#### [PASSAGE SHOWN]
-=-=-
Morning Business Memo…
When will you retire? The traditional answer may be 62 or 65, but an influential group of business CEOs is pushing a plan to gradually increase the full retirement age to 70. "The recommendations are based on what's best for the country," says Business Roundtable President John Engler. His group's plan would raise the full retirement age for both Social Security and Medicare. The changes would not affect anyone is now 55 and older. "Implementing changes now and implementing them gradually over a long period of time realizes dramatic savings down the road without putting an impact on individuals," says Engler.
Under the Business Roundtable plan, Medicare recipients would be able to enroll in the traditional program or in private plans that could adjust premiums based on age and health status. "America can preserve the health and retirement safety net and rein in long-term spending growth by modernizing Medicare and Social Security in a way that addresses America's new fiscal and demographic realities," said Gary Loveman, chairman, president and chief executive of casino giant Caesars Entertainment Corp.
The AARP says most Americans now retire at 62 and the proposed change would amount to a "dramatic benefit reduction." Seniors have it tough enough already, says the AARP's David Certner. "Unfortunately many of them are not able to even find jobs or in no physical conditions to work jobs until age 70."
Fewer homes entered the foreclosure process last year. But there were many local and regional variations from the national trend. "We saw 25 states nationwide, actually, had increase in foreclosure activity from 2011 to 2012," says Daren Blomquist of the foreclosure listings firm RealtyTrac. Foreclosures rose in many states where the process has court supervision: "Those states tend to be the states with the longer foreclosure process."
Five years after the housing collapse began big banks are still cleaning up the mess. Bank of America says its fourth-quarter earnings shrank as it cleaned up old problems from its mortgage unit. The bank made $367 million in the last three months of 2012, down from $1.6 billion in the same period a year ago. The bank had said it expected earnings to be "modestly positive." It took big charges related to a settlement with the government-backed mortgage lender Fannie Mae and a separate agreement in which it and other banks settled government accusations of wrongful foreclosure practices.
-=-=-
According to the business memo, how much did Bank of America make in the last three months of 2012? The entries have no connection to the business memo.
-=-=-
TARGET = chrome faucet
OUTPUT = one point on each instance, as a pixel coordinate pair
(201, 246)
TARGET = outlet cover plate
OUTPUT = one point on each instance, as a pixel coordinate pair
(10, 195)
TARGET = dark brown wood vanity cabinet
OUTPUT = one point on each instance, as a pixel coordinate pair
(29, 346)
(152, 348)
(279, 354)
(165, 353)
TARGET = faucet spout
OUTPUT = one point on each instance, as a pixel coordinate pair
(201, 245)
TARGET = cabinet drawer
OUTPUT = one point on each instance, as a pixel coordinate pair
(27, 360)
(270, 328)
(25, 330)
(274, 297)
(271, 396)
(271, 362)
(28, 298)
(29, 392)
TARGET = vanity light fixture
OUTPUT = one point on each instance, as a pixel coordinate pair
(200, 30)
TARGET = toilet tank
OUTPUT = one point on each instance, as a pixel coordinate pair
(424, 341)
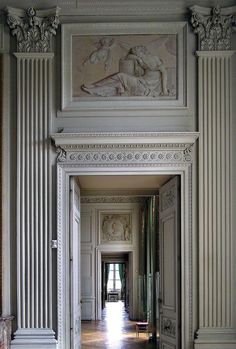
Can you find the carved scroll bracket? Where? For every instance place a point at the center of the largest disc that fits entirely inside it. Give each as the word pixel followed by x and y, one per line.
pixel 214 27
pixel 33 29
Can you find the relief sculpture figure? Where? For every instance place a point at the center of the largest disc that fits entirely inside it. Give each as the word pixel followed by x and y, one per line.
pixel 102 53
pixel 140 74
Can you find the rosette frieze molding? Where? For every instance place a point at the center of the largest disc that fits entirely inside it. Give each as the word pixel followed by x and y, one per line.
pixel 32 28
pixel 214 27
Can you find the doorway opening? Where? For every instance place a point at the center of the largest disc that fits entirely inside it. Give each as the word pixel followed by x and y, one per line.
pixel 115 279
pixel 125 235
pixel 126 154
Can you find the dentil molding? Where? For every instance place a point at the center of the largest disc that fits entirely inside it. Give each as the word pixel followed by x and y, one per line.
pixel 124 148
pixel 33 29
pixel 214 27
-=-=-
#### [EXPECTED OUTPUT]
$367 million.